··· Data provided
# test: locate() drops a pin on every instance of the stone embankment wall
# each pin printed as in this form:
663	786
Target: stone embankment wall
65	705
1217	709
······
**Direction**
Return every line of the data above without changing anything.

**Answer in full**
# test: locate() drops a pin on every instance of the stone embankment wall
# each pin printed as in this form:
663	786
Target: stone embankment wall
65	705
1217	709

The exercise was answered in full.